__TO BE DONE__
a: Say whether each statement agrees with the episode 15 recap. Answer yes or no for each, and quote the words of the recap that decide it.
(i) Soo-sun's mom is back in Masan and feeling much better.
(ii) Pan-seok and Eung-do go out for beers with the others from the start.
(iii) Dae-gu calls the outcome a half-success.
b: Reproduce the lines of the records starting with the line that contains "Note: locate the dark" and going on through the line that contains "pixel 66 444".

__EXCERPT__
Thứ Năm, 17 tháng 7, 2014


   You’re All Surrounded episode 15 “Whether coincidence or fate”



Kiss! This time we stay with the team in the van as Dae-gu and Soo-sun lock lips, and Eung-do remarks that they sure are working hard for the case. Pan-seok closes his mouth long enough to chuckle, “And you said you weren’t supposed to eat the rabbit that lives in your house.”. And in the back Tae-il comforts Gook, assuring him that it’s all business.
Dae-gu and Soo-sun pull away awkwardly, and he still keeps his gaze locked on her, but she can’t meet his eyes anymore.
The ride back is uncomfortably silent, to say the least, so then Pan-seok makes this hilariously obvious attempt to be cheery. He congratulates them on closing their own case and even helping Team 1 with this narcotics case, and laughs like a maniac to cover up everyone’s embarrassment.

 

Soo-sun says she wants to treat everyone out for helping with Mom’s case, so Pan-seok and Eung-do drop the kids off to start without them, promising to join after their department meeting.
The kids go out for beers, and Soo-sun sincerely thanks them for everything they did for Mom. She’s back in Masan now and feeling much better. Dae-gu says they don’t deserve the gratitude because they failed to make Birkin Bitch pay for her crime. He hangs his head and calls it a half-failure because of Assemblyman Yoo’s intervention.
Soo-sun says that’s not how she looks at it, and calls it a half-success. She muses that Mom’s always been the one to protect her; it never occurred to her that the day would come so soon when she’d be the one to protect Mom. She admits that it scares her and makes her a little sad, and Gook jumps in to say that they’re around to protect her.

 

Tae-il confesses that they were tempted to out Assemblyman Yoo’s connection to his daughter, since that seemed to be the thing he was most afraid of. Soo-sun says it did cross her mind too, but in the end she would rather lose righteously than win with foul play. Then she ruins her own moment by asking if that makes her sound cool, heh.

__EXERCISE INPUTS__
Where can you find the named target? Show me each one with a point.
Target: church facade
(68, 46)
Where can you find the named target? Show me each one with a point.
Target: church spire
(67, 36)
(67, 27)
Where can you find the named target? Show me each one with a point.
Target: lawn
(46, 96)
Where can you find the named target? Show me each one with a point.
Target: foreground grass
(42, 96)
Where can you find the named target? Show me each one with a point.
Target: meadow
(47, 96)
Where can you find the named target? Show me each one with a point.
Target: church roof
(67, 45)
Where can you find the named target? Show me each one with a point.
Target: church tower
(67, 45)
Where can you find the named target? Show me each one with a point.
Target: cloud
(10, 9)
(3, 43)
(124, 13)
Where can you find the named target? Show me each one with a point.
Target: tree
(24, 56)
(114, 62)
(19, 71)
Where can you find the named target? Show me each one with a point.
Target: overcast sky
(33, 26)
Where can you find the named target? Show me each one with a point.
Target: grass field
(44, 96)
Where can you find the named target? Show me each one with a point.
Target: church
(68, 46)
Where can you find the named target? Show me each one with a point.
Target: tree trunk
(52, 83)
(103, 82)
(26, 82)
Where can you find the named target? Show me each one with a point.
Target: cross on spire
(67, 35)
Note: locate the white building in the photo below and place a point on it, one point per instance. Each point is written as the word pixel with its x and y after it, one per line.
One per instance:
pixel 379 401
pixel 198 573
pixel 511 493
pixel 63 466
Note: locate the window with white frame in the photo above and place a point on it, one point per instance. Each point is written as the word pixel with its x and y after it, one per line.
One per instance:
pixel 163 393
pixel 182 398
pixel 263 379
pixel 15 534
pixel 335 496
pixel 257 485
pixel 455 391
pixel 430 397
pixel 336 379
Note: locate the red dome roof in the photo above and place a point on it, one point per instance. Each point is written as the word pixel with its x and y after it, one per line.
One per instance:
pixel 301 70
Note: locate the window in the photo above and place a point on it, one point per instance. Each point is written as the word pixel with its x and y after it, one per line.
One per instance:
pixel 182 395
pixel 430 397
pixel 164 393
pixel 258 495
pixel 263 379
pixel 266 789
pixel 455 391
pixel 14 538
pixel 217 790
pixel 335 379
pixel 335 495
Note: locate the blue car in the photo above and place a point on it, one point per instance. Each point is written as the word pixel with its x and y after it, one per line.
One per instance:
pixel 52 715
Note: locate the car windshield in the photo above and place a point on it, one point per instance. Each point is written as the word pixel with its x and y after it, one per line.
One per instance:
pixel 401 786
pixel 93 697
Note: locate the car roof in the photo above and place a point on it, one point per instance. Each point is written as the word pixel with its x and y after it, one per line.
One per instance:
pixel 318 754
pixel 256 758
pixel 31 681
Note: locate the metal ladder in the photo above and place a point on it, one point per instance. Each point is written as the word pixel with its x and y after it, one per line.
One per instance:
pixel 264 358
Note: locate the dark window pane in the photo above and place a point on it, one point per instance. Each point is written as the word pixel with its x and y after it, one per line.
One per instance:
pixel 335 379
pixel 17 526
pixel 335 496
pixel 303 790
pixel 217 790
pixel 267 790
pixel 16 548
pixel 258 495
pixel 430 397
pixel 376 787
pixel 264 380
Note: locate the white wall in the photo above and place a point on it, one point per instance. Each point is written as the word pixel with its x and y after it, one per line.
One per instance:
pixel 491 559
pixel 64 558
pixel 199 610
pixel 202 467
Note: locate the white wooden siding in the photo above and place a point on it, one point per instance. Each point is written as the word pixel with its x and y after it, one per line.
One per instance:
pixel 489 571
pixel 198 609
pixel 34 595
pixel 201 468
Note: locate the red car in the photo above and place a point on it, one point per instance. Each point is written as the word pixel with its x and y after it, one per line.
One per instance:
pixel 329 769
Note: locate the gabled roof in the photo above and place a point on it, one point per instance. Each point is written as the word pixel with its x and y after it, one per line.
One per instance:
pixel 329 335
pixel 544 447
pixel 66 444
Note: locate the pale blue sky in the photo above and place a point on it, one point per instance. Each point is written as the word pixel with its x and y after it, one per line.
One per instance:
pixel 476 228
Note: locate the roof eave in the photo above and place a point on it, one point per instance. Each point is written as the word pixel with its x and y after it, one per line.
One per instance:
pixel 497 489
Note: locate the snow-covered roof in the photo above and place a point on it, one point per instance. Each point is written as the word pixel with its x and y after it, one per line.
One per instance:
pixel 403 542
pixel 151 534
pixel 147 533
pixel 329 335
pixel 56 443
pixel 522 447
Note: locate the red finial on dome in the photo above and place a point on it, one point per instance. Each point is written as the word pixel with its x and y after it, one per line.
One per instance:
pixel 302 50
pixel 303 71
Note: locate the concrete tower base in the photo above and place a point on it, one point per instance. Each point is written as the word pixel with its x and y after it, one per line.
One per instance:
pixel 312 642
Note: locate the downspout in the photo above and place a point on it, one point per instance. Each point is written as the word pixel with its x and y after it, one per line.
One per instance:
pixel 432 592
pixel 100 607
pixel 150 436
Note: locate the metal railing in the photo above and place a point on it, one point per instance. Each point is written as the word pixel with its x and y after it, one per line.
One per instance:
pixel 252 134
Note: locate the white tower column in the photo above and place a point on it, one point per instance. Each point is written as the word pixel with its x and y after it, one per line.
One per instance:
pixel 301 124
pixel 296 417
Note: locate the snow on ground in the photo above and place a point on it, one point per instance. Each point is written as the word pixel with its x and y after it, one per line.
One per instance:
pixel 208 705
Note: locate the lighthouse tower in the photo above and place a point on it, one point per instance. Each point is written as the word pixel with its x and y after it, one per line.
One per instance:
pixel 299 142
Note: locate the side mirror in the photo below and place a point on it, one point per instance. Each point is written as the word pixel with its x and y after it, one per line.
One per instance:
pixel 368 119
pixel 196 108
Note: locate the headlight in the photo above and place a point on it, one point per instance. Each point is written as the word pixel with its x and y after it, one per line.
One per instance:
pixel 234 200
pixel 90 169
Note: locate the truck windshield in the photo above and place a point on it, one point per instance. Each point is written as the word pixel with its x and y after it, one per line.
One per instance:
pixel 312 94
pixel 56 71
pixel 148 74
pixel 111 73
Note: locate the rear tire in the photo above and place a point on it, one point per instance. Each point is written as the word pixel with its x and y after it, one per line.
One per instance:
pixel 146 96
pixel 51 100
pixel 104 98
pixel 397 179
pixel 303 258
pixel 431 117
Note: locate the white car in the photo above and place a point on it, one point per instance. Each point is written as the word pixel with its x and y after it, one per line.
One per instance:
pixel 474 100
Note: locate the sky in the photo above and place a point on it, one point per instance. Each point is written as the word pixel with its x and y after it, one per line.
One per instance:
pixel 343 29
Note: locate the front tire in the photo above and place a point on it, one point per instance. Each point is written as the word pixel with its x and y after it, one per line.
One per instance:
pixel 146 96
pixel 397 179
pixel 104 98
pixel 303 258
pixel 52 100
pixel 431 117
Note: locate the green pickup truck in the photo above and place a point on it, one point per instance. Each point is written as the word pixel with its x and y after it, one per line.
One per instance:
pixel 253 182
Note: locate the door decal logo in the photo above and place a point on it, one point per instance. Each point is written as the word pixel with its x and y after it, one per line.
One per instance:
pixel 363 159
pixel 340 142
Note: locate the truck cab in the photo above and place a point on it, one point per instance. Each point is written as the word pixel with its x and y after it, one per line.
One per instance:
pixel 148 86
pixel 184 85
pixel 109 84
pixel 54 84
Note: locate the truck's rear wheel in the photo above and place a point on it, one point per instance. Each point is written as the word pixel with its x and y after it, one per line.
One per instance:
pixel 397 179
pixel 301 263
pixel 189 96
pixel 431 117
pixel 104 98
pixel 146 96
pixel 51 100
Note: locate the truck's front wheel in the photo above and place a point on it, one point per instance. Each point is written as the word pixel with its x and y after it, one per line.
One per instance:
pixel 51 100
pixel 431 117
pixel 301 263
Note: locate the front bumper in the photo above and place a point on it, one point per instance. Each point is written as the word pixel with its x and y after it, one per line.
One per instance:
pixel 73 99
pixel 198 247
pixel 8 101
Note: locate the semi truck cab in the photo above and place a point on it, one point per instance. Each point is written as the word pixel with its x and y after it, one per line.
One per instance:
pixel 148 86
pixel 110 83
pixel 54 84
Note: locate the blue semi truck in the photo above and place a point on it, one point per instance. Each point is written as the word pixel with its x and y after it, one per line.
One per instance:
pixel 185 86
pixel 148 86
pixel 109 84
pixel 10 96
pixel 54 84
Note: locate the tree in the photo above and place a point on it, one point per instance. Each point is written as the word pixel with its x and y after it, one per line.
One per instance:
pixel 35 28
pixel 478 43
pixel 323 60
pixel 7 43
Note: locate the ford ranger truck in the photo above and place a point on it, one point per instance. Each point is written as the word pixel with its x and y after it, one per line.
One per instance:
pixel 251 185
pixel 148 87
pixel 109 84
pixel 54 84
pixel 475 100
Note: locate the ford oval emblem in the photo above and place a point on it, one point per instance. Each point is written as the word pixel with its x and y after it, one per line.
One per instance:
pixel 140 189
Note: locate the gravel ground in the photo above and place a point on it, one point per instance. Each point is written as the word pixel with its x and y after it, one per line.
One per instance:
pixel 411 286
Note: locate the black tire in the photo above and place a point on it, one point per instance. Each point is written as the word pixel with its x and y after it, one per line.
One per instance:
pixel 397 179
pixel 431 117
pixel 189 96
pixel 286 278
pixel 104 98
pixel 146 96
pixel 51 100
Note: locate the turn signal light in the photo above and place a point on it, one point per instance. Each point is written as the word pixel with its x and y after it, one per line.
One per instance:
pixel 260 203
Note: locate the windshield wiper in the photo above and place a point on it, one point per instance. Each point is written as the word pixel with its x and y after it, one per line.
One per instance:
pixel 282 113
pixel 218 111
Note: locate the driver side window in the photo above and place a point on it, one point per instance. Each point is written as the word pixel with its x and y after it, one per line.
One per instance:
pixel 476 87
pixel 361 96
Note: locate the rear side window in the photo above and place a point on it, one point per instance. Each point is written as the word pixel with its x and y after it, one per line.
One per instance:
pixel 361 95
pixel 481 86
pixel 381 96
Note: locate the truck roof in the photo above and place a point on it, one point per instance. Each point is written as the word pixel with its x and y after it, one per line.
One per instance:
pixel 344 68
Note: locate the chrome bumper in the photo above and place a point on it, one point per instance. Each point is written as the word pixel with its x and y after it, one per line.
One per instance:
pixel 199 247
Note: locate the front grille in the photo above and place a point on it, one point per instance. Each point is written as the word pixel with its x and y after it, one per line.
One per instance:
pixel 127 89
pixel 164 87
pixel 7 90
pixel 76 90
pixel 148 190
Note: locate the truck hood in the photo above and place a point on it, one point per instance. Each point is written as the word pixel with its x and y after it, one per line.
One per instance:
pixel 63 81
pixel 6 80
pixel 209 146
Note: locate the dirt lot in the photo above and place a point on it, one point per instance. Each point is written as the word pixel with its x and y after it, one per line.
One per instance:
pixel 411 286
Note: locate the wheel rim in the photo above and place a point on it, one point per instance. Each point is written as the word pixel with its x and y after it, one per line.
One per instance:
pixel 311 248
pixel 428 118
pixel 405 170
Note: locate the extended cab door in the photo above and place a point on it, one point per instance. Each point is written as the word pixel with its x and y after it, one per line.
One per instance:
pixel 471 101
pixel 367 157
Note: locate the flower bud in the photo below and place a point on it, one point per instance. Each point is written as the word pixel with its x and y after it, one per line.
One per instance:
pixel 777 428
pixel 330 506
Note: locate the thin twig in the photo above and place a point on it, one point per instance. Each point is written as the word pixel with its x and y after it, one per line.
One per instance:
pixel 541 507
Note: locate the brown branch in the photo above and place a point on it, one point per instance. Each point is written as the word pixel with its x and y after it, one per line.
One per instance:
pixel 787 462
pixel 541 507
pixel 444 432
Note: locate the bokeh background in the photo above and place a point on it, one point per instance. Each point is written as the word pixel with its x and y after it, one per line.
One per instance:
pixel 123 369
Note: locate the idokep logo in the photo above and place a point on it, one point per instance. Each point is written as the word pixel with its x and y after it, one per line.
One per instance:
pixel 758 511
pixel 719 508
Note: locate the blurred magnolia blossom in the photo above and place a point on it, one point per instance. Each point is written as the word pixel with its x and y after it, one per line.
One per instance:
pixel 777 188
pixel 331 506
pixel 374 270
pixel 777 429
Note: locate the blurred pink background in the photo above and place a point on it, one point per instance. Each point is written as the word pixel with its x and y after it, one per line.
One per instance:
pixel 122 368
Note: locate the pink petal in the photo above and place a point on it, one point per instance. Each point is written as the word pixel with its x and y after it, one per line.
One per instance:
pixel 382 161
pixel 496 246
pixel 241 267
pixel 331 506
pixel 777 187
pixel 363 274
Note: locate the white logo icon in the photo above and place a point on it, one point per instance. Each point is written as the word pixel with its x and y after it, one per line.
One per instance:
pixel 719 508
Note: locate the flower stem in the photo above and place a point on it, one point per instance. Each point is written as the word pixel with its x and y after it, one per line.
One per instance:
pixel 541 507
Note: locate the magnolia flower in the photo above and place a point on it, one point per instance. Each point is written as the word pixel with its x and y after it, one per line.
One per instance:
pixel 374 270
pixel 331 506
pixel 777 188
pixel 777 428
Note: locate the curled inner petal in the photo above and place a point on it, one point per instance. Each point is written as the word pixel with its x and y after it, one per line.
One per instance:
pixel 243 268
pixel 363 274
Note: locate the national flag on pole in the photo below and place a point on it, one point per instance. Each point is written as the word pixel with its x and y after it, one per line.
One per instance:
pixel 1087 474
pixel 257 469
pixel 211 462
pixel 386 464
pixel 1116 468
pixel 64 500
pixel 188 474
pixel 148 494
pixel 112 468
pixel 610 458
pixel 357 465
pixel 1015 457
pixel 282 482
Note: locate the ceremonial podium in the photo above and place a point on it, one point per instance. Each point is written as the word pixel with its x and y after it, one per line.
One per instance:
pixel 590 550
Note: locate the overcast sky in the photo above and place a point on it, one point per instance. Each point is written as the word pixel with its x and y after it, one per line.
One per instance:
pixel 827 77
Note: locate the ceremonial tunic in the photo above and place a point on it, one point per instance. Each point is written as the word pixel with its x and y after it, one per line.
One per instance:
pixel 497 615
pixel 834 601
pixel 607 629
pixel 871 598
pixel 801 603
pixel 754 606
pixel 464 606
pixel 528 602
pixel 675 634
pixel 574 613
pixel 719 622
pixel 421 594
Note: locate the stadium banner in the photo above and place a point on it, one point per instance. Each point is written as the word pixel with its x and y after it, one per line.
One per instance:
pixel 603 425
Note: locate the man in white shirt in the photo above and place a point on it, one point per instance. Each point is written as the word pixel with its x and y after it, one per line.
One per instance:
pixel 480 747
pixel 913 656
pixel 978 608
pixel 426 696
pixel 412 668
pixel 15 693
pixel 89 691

__ANSWERS PER TASK__
a:
(i) Yes: "She’s back in Masan now and feeling much better."
(ii) No: "drop the kids off to start without them, promising to join after their department meeting."
(iii) No: "He hangs his head and calls it a half-failure because of Assemblyman Yoo’s intervention."

b:
Note: locate the dark window pane in the photo above and place a point on it, one point per instance. Each point is written as the word pixel with its x and y after it, one per line.
One per instance:
pixel 335 379
pixel 17 526
pixel 335 496
pixel 303 790
pixel 217 790
pixel 267 790
pixel 16 548
pixel 258 495
pixel 430 397
pixel 376 787
pixel 264 380
Note: locate the white wall in the photo above and place a point on it, one point per instance. Each point is written as the word pixel with its x and y after it, one per line.
One per instance:
pixel 491 559
pixel 64 558
pixel 199 610
pixel 202 467
Note: locate the white wooden siding in the photo above and place a point on it, one point per instance. Each point is written as the word pixel with its x and y after it, one per line.
One per instance:
pixel 489 571
pixel 198 609
pixel 34 595
pixel 201 468
Note: locate the red car in the photo above and place a point on it, one point per instance. Each point is written as the word pixel with its x and y after it, one per line.
One per instance:
pixel 329 769
Note: locate the gabled roof in the photo above and place a point on it, one point per instance. Each point is written as the word pixel with its x and y after it, one per line.
One per instance:
pixel 329 335
pixel 544 447
pixel 66 444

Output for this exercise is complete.